- ACTIVITY
In the records below, find the line that contains "Target: stone molding" and the line that contains "Target: stone statue in niche", then retype exactly those two lines and every line between them.

Extracted data entries:
· · ·
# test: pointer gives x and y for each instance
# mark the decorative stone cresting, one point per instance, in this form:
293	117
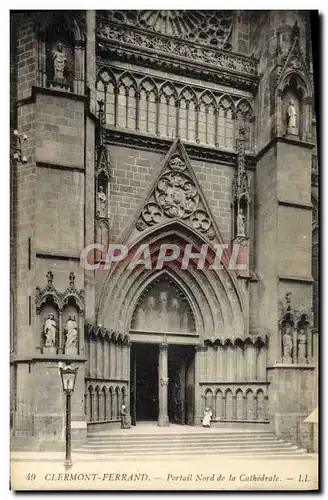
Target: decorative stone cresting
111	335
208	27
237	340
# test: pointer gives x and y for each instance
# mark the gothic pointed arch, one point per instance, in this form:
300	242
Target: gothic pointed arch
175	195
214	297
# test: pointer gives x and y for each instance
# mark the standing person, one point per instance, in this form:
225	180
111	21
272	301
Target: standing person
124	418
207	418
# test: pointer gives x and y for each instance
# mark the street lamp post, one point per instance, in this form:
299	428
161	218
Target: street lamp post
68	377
· · ·
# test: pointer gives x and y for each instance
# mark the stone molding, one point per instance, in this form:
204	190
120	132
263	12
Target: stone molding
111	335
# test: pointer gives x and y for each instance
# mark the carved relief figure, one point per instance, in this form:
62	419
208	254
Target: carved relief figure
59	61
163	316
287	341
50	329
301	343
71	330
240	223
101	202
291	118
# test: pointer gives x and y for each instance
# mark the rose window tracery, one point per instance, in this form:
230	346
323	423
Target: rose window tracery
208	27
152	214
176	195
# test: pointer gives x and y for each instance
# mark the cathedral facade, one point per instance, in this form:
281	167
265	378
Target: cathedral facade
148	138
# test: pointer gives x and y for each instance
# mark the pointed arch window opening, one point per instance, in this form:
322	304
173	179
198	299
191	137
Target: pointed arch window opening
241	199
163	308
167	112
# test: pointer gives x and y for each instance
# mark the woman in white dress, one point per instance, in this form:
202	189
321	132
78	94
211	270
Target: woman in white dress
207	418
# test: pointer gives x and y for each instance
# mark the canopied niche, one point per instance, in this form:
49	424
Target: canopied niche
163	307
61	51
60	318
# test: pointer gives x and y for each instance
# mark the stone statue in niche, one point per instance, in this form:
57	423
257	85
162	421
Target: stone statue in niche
· · ·
- THE ANSWER
Target: stone molding
111	335
# test: pointer gives x and y for each instance
# mark the carved relief figure, one point per instance, in this form:
62	419
208	254
Target: carved relief figure
59	61
163	316
287	341
50	329
301	343
71	330
240	223
101	202
291	118
# test: pointer gives x and y for each instance
# mark the rose window tracery, one point per instance, in this form:
230	346
323	423
Target: rose window tracery
208	27
152	214
176	195
# test: pointer gives x and y for each instance
# mark the cathedral facade, one point per instance, in this form:
281	167
265	378
Target: cathedral facade
148	138
# test: pointer gives x and y for each instance
# mark the pointed arch window opening, one point per instance, in this form:
322	304
173	179
198	299
191	137
Target: pointed arch window opening
241	199
163	308
167	112
# test: pointer gives x and y for each instance
# mark the woman in white dress, one point per instance, in this form:
202	189
321	132
78	94
211	270
Target: woman in white dress
207	418
# test: pointer gives x and y for each instance
# mark the canopied niche, one point per instance, in this form:
49	424
Target: canopied niche
163	307
61	51
60	318
# test: pointer gives x and y for each instance
# mark the stone statue in niche, one point per instance, in this form:
57	423
257	85
162	421
Target: stone statue in niche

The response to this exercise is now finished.